+++ EXCERPT PROVIDED
Grok 4 Outshines Claude and DeepSeek in LLM Rankings Amid Safety Issues

Grok 4 from xAI was introduced on July 9, and it has swiftly surpassed rivals such as DeepSeek and Claude on LMArena, a platform designed for evaluating generative AI models. Nevertheless, these evaluations do not take into account possible safety concerns.

Newly developed AI models are usually assessed using various criteria, including their proficiency in solving mathematical problems, responding to text inquiries, and coding skills. Leading AI firms employ standardized tests to measure their models’ performance, such as Humanity’s Last Exam, a comprehensive 2,500-question evaluation for AI benchmarking. When organizations like Anthropic or OpenAI unveil new models, they often demonstrate enhancements on these assessments. It is not surprising that Grok 4 achieves higher scores than Grok 3 across critical metrics, but it concurrently encounters public criticism.
++++++
WORK TO COMPLETE:
A - Answer these questions from the Grok 4 article:
(i) On what date was Grok 4 introduced?
(ii) How many questions does Humanity's Last Exam contain?
(iii) What do the LMArena evaluations not take into account?
B - Please repeat the part of the Grok 4 article between "Newly developed AI" and "encounters public criticism.", inclusive.
+++ INFORMATION SHOWN
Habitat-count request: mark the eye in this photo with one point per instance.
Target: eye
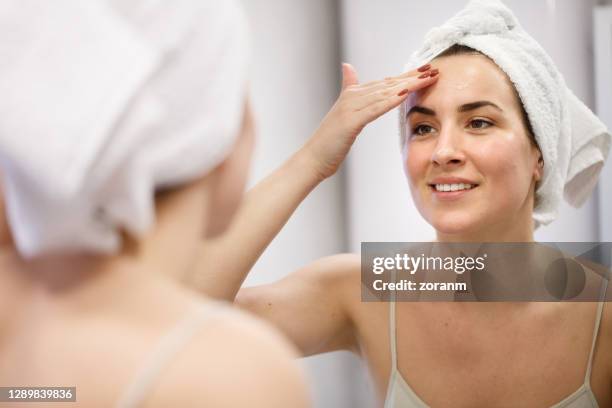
++++++
SOLUTIONS PER TASK:
A -
(i) July 9
(ii) 2,500
(iii) Possible safety concerns

B -
Newly developed AI models are usually assessed using various criteria, including their proficiency in solving mathematical problems, responding to text inquiries, and coding skills. Leading AI firms employ standardized tests to measure their models’ performance, such as Humanity’s Last Exam, a comprehensive 2,500-question evaluation for AI benchmarking. When organizations like Anthropic or OpenAI unveil new models, they often demonstrate enhancements on these assessments. It is not surprising that Grok 4 achieves higher scores than Grok 3 across critical metrics, but it concurrently encounters public criticism.